Copy all of the rows below word for word, keeping every line in its original order.
-- MATERIAL SUPPLIED start --
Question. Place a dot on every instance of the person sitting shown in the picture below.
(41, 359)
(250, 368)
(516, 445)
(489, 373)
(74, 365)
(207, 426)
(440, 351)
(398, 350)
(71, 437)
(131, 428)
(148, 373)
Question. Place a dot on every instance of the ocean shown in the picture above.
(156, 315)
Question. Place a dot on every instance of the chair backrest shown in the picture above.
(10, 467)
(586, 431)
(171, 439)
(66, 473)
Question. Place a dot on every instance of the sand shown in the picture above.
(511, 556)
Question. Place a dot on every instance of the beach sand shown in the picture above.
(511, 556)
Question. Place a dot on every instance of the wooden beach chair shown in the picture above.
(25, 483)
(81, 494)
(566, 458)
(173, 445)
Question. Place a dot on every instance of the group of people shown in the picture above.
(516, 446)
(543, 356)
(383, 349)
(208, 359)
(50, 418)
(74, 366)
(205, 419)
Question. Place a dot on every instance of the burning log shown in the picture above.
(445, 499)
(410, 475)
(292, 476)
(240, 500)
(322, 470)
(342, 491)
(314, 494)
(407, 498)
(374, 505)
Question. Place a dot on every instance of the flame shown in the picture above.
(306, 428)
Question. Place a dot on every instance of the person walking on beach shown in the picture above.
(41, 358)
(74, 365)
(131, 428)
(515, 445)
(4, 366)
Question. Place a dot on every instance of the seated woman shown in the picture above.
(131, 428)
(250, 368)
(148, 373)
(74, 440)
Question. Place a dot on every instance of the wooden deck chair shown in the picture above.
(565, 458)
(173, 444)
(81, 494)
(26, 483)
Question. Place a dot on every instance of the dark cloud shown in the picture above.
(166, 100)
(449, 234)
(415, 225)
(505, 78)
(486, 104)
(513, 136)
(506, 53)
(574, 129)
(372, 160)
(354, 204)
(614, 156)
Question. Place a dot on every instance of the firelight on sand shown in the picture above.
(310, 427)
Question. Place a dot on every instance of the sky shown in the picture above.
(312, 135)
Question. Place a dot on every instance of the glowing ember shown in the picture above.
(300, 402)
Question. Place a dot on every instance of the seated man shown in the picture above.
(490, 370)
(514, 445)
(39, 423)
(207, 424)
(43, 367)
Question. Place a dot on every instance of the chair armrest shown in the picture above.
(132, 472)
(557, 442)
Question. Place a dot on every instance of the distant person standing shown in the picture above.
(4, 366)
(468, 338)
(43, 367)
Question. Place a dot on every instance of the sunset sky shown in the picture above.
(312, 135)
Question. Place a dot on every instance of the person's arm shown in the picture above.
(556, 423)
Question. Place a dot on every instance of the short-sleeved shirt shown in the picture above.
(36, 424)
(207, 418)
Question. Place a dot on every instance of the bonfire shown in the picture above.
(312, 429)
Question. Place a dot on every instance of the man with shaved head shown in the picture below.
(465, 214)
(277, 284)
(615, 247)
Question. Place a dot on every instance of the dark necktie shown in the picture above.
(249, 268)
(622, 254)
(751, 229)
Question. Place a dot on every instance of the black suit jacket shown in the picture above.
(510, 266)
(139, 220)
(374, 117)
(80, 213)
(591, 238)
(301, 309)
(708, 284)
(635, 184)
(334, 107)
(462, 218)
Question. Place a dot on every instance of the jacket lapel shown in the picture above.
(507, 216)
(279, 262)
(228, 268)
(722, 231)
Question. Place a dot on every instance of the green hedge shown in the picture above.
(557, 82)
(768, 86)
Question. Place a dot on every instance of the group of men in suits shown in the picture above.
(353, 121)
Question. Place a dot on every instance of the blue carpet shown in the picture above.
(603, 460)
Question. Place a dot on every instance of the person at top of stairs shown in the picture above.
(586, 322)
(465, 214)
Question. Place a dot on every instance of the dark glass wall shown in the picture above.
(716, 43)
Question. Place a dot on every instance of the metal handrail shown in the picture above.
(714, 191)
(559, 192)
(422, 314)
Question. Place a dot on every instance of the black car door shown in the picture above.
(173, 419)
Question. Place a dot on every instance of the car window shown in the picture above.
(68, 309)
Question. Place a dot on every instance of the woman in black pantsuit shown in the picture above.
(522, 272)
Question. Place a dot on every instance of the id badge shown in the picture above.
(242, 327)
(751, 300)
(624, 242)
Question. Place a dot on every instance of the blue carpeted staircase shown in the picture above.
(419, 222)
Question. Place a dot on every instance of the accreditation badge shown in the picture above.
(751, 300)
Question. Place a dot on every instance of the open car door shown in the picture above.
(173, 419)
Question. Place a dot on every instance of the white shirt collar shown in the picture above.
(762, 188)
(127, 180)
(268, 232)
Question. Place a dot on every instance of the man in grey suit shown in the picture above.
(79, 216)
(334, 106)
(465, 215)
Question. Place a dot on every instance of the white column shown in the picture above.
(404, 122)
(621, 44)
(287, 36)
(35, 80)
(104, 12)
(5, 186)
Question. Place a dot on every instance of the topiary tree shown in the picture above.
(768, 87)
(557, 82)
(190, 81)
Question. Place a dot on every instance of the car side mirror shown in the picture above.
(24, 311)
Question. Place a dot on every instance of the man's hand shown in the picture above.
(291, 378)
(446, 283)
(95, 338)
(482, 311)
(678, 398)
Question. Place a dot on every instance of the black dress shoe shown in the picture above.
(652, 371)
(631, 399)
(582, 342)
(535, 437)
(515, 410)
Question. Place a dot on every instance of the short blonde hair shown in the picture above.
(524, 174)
-- MATERIAL SUPPLIED end --
FINAL RESULT:
Question. Place a dot on every instance of the person sitting shown in the picture below.
(41, 359)
(250, 368)
(516, 445)
(489, 373)
(74, 365)
(207, 426)
(440, 351)
(398, 350)
(71, 437)
(131, 428)
(148, 373)
Question. Place a dot on every instance of the ocean shown in the picture above.
(156, 315)
Question. Place a dot on every instance of the chair backrest shown in the picture above.
(10, 467)
(586, 431)
(171, 439)
(66, 473)
Question. Place a dot on every instance of the sand shown in the picture above.
(511, 556)
Question. Place a dot on every instance of the beach sand shown in the picture above.
(511, 556)
Question. Place a dot on every instance of the wooden beach chair shown in the picture above.
(25, 483)
(81, 494)
(566, 458)
(173, 445)
Question. Place a dot on every instance of the group of people shown in the picture above.
(516, 446)
(543, 356)
(383, 349)
(208, 359)
(50, 418)
(74, 366)
(205, 419)
Question. Place a dot on every instance of the burning log shown in the picture above.
(445, 499)
(410, 475)
(292, 476)
(240, 500)
(322, 470)
(342, 491)
(314, 494)
(407, 498)
(374, 505)
Question. Place a dot on every instance of the flame shown in the picture above.
(306, 428)
Question. Place a dot on every instance of the person walking on beach shown in the picture above.
(41, 358)
(74, 365)
(131, 428)
(515, 445)
(4, 366)
Question. Place a dot on every instance of the seated woman shown in the picture above.
(131, 428)
(250, 368)
(148, 373)
(74, 440)
Question. Place a dot on every instance of the wooden deck chair shown in the picture above.
(565, 458)
(173, 444)
(81, 494)
(26, 483)
Question. Place a dot on every instance of the dark cloud shown in the picture above.
(166, 100)
(449, 234)
(415, 225)
(505, 78)
(486, 104)
(513, 136)
(506, 53)
(574, 129)
(372, 160)
(354, 204)
(614, 156)
Question. Place a dot on every instance of the firelight on sand shown in the picture above.
(310, 427)
Question. Place a dot on every instance of the sky shown in the picture above.
(312, 135)
Question. Place a dot on every instance of the glowing ember shown in the picture above.
(300, 402)
Question. Place a dot on every instance of the seated man shown in the picture above.
(490, 370)
(514, 445)
(39, 423)
(207, 424)
(43, 367)
Question. Place a dot on every instance of the chair armrest shown in the picture above.
(132, 472)
(557, 442)
Question. Place a dot on every instance of the distant person standing shown in the picture above.
(4, 366)
(468, 338)
(43, 367)
Question. Place a dot on every instance of the sunset sky shown in the picture above.
(312, 135)
Question. Place a dot on every instance of the person's arm shown in the picture above.
(556, 423)
Question. Place a dot on every instance of the short-sleeved shirt shown in the picture above.
(36, 424)
(207, 418)
Question. Place a dot on every instance of the bonfire shown in the picture above.
(312, 429)
Question. Place a dot on every instance of the man with shaved head shown in the picture below.
(465, 214)
(277, 284)
(615, 247)
Question. Place a dot on every instance of the dark necktie shown in the picture above.
(249, 268)
(622, 254)
(751, 229)
Question. Place a dot on every instance of the black suit jacket shown in the picture above.
(510, 266)
(139, 220)
(374, 117)
(80, 213)
(591, 238)
(301, 309)
(708, 284)
(635, 184)
(334, 107)
(462, 218)
Question. Place a dot on every instance of the jacket lapel shown in the picture above.
(507, 216)
(279, 262)
(228, 268)
(722, 231)
Question. Place a dot on every instance of the green hedge shown in the picture above.
(557, 82)
(768, 86)
Question. Place a dot on every instance of the group of men in suits shown in the picture above.
(353, 121)
Question. Place a dot on every instance of the blue carpet shown in the picture above.
(603, 460)
Question. Place a dot on every instance of the person at top of stairs shown in the picture above.
(586, 322)
(465, 214)
Question. Place a dot on every instance of the dark glass wall shown in the picture above.
(716, 43)
Question. Place a dot on every instance of the metal handrail shown in the picture above.
(714, 191)
(559, 192)
(422, 314)
Question. Place a dot on every instance of the black car door shown in the picture above.
(173, 419)
Question. Place a dot on every instance of the car window shown in the picture above.
(68, 309)
Question. Place a dot on every instance of the woman in black pantsuit shown in the picture above.
(522, 272)
Question. Place a dot on every instance of the id badge shown in the picture above.
(242, 327)
(751, 300)
(624, 242)
Question. Place a dot on every instance of the blue carpeted staircase shown in the picture above.
(419, 222)
Question. Place a dot on every instance of the accreditation badge shown in the picture above.
(751, 300)
Question. Place a dot on every instance of the open car door shown in the picture above.
(173, 419)
Question. Place a dot on every instance of the white shirt collar shown in the picture above.
(762, 188)
(127, 180)
(268, 232)
Question. Place a dot on every instance of the man in grey suit shown in the picture above.
(79, 216)
(334, 106)
(465, 215)
Question. Place a dot on every instance of the white column shown in the picture above.
(404, 122)
(621, 44)
(287, 36)
(35, 80)
(104, 12)
(5, 186)
Question. Place a dot on every instance of the topiary tree shown in the picture above.
(768, 87)
(557, 82)
(190, 81)
Question. Place a dot on every instance of the car side mirror shown in the picture above.
(24, 311)
Question. Place a dot on every instance of the man's hand shown in the picture above.
(291, 378)
(446, 283)
(95, 338)
(482, 311)
(678, 398)
Question. Place a dot on every instance of the black dress shoe shown in the picture above.
(652, 371)
(631, 399)
(582, 342)
(535, 437)
(515, 410)
Question. Place a dot on every instance of the short blonde hair shown in the picture above.
(524, 174)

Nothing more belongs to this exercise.